Set exercise: Rewrite every line of the rows from the line with "Every instance of the textured" up to and including the line with "(1120, 555)". Keep the text unchanged, but add 126 to both coordinates of each answer point.

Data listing

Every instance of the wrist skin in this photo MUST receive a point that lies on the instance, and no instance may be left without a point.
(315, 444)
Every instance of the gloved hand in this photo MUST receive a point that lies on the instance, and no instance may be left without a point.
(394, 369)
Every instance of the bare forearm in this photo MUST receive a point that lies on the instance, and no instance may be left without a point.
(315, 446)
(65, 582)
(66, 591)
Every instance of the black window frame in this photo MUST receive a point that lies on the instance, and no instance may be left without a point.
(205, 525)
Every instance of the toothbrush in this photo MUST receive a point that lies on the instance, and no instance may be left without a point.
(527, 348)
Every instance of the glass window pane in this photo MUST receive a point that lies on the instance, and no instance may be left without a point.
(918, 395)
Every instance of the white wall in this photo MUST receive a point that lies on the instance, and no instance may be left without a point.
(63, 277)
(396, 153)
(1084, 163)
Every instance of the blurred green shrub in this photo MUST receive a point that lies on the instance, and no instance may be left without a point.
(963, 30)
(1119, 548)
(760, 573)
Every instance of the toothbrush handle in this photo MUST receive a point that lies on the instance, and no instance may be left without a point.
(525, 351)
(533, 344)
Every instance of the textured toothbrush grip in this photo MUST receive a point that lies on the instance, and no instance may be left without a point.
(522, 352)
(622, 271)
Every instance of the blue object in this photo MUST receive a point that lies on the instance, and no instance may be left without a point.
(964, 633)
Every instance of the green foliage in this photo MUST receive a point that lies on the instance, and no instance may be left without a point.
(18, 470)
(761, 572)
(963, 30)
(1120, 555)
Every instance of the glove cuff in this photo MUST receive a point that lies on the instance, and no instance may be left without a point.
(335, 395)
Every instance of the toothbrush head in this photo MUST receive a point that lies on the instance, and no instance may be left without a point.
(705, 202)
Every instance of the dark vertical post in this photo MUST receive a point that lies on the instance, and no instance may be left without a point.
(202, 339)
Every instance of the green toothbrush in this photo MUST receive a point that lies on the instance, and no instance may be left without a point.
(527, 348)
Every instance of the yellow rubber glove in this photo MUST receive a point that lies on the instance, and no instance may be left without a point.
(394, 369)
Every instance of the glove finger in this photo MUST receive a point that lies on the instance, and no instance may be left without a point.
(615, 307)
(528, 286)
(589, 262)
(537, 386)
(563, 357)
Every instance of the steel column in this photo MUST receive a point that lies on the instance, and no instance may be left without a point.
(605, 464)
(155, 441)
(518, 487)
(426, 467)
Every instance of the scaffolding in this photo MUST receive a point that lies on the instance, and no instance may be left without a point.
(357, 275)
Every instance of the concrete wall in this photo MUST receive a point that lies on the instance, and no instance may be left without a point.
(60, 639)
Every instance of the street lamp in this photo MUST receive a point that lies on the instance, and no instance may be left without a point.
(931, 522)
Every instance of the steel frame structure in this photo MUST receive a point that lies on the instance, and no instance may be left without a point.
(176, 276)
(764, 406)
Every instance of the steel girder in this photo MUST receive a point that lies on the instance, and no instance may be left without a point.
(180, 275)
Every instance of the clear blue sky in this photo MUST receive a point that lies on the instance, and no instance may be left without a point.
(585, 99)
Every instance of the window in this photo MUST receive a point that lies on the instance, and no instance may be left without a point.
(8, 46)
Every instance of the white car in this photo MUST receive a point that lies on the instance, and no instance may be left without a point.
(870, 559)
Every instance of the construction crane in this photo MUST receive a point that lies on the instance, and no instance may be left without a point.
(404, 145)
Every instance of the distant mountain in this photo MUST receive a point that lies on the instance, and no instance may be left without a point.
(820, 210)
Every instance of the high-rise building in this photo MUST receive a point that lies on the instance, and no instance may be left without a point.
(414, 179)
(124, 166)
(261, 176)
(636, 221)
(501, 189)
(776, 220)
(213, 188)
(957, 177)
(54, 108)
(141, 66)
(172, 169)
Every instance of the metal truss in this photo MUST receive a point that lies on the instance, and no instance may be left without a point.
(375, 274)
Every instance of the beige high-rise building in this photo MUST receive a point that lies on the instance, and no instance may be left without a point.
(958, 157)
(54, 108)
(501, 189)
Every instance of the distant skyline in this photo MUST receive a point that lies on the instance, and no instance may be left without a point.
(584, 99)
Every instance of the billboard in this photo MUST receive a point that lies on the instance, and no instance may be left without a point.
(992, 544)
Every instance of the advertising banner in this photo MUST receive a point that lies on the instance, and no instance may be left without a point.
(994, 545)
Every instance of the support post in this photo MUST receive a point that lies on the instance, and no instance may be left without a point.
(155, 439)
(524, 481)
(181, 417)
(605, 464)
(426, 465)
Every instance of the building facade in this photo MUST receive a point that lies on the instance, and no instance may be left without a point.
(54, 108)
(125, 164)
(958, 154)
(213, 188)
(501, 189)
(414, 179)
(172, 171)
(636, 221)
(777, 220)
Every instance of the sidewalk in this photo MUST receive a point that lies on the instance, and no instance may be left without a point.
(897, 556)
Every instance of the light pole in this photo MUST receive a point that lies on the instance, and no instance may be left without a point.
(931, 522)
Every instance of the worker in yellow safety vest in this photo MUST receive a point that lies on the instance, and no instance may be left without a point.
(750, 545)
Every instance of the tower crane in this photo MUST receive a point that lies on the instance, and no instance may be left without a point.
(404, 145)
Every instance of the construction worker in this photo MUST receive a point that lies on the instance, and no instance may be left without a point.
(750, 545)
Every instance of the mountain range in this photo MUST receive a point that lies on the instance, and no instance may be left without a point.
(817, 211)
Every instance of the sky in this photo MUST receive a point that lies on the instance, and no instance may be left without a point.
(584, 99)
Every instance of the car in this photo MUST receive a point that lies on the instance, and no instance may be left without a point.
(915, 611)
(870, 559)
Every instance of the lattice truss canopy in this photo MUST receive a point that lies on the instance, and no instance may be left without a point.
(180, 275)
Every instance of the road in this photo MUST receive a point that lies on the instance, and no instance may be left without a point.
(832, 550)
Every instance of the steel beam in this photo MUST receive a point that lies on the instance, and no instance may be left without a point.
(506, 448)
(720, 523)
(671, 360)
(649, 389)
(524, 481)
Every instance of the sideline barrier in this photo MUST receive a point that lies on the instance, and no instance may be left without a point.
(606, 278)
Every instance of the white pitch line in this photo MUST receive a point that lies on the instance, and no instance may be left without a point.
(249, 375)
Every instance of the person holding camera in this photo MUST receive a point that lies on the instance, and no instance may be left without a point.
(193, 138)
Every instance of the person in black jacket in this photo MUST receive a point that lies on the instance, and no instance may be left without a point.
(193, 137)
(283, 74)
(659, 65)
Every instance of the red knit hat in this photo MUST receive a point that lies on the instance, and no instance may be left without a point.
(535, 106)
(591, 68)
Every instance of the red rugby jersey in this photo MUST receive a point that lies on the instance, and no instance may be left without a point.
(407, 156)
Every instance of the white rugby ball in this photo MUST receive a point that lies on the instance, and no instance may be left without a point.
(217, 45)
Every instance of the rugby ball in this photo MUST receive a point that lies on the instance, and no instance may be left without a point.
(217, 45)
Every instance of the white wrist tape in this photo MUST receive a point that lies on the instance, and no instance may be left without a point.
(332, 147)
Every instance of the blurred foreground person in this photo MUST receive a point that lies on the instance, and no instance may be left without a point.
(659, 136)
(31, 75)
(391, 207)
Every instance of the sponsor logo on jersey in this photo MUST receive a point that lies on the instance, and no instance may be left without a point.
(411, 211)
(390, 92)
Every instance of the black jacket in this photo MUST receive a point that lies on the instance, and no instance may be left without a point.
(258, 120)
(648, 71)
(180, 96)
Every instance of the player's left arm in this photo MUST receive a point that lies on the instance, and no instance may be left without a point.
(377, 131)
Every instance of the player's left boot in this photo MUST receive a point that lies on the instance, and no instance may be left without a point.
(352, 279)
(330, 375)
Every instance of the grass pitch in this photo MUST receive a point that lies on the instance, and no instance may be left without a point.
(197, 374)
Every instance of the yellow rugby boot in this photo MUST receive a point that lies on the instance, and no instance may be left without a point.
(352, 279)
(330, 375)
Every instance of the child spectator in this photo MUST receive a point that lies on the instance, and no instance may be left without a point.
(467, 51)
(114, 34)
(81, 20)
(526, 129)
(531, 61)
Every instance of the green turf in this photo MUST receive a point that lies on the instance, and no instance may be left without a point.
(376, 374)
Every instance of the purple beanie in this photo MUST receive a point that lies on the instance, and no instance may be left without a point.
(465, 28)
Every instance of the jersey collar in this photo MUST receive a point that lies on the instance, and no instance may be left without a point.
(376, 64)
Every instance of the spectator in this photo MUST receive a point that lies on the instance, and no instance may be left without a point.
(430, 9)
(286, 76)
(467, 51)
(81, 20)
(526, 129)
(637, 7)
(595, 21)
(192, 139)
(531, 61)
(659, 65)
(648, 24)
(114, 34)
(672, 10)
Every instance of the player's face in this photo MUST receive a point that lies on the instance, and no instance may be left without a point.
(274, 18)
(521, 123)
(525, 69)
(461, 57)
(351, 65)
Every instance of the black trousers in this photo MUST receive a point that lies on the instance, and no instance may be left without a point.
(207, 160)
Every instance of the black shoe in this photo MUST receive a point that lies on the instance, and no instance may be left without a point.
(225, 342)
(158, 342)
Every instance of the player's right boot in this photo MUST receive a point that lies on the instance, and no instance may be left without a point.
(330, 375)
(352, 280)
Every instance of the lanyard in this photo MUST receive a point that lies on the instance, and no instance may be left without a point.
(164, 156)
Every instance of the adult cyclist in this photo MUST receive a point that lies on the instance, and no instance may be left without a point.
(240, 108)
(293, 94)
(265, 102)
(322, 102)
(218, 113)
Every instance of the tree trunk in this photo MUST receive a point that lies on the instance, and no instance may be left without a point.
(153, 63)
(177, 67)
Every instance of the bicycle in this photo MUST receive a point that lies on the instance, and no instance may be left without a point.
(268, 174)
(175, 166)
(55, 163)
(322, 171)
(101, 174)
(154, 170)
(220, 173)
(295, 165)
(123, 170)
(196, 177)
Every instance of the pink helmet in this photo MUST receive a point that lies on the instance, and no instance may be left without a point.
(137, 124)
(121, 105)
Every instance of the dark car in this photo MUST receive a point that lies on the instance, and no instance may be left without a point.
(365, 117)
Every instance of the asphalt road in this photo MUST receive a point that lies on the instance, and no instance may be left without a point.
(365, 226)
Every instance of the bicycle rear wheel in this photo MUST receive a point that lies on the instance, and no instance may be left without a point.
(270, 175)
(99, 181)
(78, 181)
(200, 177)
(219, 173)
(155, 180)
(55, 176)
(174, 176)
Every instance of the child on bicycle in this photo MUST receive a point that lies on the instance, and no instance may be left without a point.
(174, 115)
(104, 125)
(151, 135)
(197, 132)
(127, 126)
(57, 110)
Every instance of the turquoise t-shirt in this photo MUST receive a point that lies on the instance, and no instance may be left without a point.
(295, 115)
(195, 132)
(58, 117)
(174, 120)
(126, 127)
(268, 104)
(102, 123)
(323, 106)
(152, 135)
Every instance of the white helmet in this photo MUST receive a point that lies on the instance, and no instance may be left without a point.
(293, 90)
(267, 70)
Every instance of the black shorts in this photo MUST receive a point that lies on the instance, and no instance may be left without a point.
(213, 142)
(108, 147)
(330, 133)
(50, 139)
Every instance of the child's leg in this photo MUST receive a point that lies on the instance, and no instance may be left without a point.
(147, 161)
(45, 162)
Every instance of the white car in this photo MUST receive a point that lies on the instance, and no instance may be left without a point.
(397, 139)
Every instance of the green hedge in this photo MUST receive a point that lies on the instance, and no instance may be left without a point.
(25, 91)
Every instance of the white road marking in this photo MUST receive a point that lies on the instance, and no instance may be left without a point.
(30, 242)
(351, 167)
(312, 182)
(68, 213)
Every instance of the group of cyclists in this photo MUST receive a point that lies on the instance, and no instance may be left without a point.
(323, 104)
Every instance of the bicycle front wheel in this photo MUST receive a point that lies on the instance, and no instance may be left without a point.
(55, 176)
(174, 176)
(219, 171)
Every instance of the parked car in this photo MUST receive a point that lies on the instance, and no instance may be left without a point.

Task output:
Every instance of the textured toothbrush grip in this photo MUST receive a point that lies on the instance, and no instance may be left without a point.
(648, 478)
(748, 397)
Every instance of the blue object in this photo MUST receive a point that lies on the instance, and no instance may be left without a point.
(1090, 759)
Every instance of the green foliage in this photo MUST receive a point that lies on the instance, and no instance may be left without a point.
(144, 596)
(887, 698)
(1089, 156)
(1246, 681)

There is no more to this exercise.